Exercise directions - Write out every one of the following records again, word for word and with nothing changed.

Source information -
###

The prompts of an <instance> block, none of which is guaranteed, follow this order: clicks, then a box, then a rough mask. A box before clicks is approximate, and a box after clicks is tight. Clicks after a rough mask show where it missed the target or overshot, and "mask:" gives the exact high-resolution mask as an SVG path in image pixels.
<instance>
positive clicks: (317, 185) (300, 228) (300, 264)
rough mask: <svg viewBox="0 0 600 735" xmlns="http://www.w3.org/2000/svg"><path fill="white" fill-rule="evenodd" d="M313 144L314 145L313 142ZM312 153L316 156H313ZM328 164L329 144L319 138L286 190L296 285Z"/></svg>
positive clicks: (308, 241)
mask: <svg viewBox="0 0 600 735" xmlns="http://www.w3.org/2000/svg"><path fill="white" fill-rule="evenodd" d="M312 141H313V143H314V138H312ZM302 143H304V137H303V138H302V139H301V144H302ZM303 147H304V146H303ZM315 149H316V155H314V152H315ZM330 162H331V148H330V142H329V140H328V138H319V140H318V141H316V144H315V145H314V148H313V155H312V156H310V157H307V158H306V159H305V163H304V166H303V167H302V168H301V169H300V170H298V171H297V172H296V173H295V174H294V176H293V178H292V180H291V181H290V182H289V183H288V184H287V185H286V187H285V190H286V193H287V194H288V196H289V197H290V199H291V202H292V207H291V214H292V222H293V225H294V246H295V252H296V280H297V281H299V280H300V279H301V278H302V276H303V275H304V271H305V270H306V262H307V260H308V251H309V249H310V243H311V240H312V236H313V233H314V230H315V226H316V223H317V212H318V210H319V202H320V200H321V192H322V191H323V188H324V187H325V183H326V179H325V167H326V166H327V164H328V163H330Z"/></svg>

###

Reply to the task -
The prompts of an <instance> block, none of which is guaranteed, follow this order: clicks, then a box, then a rough mask. A box before clicks is approximate, and a box after clicks is tight. Clicks after a rough mask show where it missed the target or overshot, and "mask:" gives the exact high-resolution mask as an SVG path in image pixels.
<instance>
positive clicks: (317, 185) (300, 228) (300, 264)
rough mask: <svg viewBox="0 0 600 735" xmlns="http://www.w3.org/2000/svg"><path fill="white" fill-rule="evenodd" d="M313 144L314 145L313 142ZM312 153L316 156H313ZM328 164L329 144L319 138L286 190L296 285Z"/></svg>
positive clicks: (308, 241)
mask: <svg viewBox="0 0 600 735" xmlns="http://www.w3.org/2000/svg"><path fill="white" fill-rule="evenodd" d="M312 141H313V143H314V138H312ZM302 143H304V137H303V138H302V139H301V144H302ZM303 147H304V146H303ZM315 149H316V155H314V152H315ZM330 162H331V148H330V142H329V140H328V138H319V140H318V141H316V144H315V145H314V148H313V155H312V156H310V157H307V158H306V159H305V163H304V166H303V167H302V168H301V169H300V170H298V171H297V172H296V173H295V174H294V176H293V178H292V180H291V181H290V182H289V183H288V184H287V185H286V187H285V190H286V193H287V194H288V196H289V197H290V199H291V202H292V207H291V214H292V222H293V225H294V246H295V252H296V280H297V281H299V280H300V279H301V278H302V276H303V275H304V271H305V270H306V262H307V260H308V251H309V249H310V243H311V240H312V236H313V233H314V230H315V226H316V223H317V212H318V210H319V202H320V200H321V192H322V191H323V188H324V187H325V183H326V179H325V167H326V166H327V164H328V163H330Z"/></svg>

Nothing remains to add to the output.